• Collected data
------------------------------------

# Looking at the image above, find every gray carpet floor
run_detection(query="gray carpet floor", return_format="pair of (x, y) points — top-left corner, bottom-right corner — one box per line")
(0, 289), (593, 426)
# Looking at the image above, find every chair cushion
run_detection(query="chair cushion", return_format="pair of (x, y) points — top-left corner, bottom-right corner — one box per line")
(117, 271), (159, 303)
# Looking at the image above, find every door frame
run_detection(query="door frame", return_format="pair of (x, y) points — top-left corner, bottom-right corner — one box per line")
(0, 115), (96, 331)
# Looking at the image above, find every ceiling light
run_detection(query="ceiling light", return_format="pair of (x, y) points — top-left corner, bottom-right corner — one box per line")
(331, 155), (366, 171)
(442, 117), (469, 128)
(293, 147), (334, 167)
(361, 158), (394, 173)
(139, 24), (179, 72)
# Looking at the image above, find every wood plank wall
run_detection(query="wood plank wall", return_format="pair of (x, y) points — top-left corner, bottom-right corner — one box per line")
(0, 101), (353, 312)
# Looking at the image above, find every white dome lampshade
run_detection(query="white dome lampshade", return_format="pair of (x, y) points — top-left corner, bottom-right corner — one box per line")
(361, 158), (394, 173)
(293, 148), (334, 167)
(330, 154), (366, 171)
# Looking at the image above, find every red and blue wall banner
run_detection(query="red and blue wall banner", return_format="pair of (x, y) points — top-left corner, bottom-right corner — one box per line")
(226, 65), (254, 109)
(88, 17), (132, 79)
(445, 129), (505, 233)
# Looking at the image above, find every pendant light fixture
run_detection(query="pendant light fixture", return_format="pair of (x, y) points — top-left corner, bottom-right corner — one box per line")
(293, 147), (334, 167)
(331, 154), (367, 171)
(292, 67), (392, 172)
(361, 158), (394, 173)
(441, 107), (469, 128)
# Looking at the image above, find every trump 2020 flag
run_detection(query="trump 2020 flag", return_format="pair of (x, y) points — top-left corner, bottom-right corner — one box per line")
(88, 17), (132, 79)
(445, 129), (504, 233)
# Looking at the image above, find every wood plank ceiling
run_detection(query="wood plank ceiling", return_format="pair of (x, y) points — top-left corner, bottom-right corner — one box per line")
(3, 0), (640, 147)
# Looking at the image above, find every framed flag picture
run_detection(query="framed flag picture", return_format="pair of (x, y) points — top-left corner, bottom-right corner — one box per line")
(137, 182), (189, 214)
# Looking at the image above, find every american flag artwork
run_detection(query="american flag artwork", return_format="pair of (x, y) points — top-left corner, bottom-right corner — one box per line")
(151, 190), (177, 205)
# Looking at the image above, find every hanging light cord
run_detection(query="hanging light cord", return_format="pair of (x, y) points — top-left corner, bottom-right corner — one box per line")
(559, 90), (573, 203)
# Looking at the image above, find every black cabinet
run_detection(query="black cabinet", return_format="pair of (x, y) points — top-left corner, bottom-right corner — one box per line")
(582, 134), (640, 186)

------------------------------------

• Task directions
In full and without alteration, retype the entries above.

• Written response
# Looking at the image above, find every gray carpet floor
run_detection(query="gray carpet floor", return_format="pair of (x, y) points — top-left corner, bottom-right corner — one box per line")
(0, 289), (593, 426)
# Looking at the image above, find every chair cushion
run_detection(query="chair cushion", return_format="pair of (x, y) points — top-left corner, bottom-right corner — one box per line")
(117, 271), (159, 303)
# Looking at the image above, find every door frame
run_detection(query="door frame", return_format="pair of (x, y) points — top-left corner, bottom-right corner — one box per line")
(0, 115), (96, 331)
# Looking at the image above, find every ceiling light
run_detection(query="ceiling light", return_format="pair of (x, y) points — top-left corner, bottom-right corner — one box per line")
(331, 155), (366, 171)
(442, 117), (469, 128)
(293, 147), (334, 167)
(361, 158), (394, 173)
(139, 24), (179, 72)
# Looking at the image above, find every wood plank wall
run_detection(query="wood plank wall", return_format="pair of (x, y) points — top-left corner, bottom-right corner — one box per line")
(0, 101), (353, 312)
# Looking at the image above, find every white dome lampshade
run_detection(query="white dome lampshade", return_format="pair of (x, y) points — top-left corner, bottom-right corner — one box per line")
(361, 158), (394, 173)
(293, 148), (334, 167)
(330, 154), (366, 171)
# Looking at the image above, find every red and blue wall banner
run_detection(query="red and blue wall banner", return_format="pair of (x, y) points — top-left corner, bottom-right corner — one box per line")
(226, 65), (254, 109)
(88, 17), (132, 79)
(445, 129), (505, 233)
# Looking at the image above, find every pendant light fixture
run_detection(query="pendant light fixture", return_format="pair of (x, y) points — top-left corner, bottom-right corner — one box per line")
(293, 147), (334, 167)
(331, 154), (367, 171)
(292, 67), (392, 172)
(361, 158), (394, 173)
(441, 107), (469, 128)
# Looking at the image above, find every trump 2020 flag
run_detection(query="trump 2020 flag", return_format="pair of (x, y) points — top-left corner, bottom-right corner — one box per line")
(88, 17), (132, 79)
(445, 129), (504, 233)
# Looking at the image above, find every wood plank ceiling
run_detection(query="wood plank ceiling", return_format="pair of (x, y) points — top-left corner, bottom-right corner — one box per line")
(3, 0), (640, 147)
# Looking at the image above, find every framed flag picture
run_detection(query="framed flag picture", return_format="pair of (x, y) points — top-left corner, bottom-right corner — one box per line")
(137, 182), (189, 214)
# Looking at the image above, find every american flag artwork
run_detection(query="american flag artwork", return_format="pair of (x, y) points — top-left corner, bottom-right corner — one box per line")
(151, 190), (177, 205)
# Looking at the image above, find every hanging light cord
run_detection(query="hanging light cord", return_format="pair of (x, y) points — top-left corner, bottom-right corner — one box per line")
(559, 90), (573, 203)
# Looking at the image above, find every black cabinet
run_detection(query="black cabinet", return_format="pair of (x, y) points — top-left corner, bottom-right corner — one box per line")
(582, 134), (640, 186)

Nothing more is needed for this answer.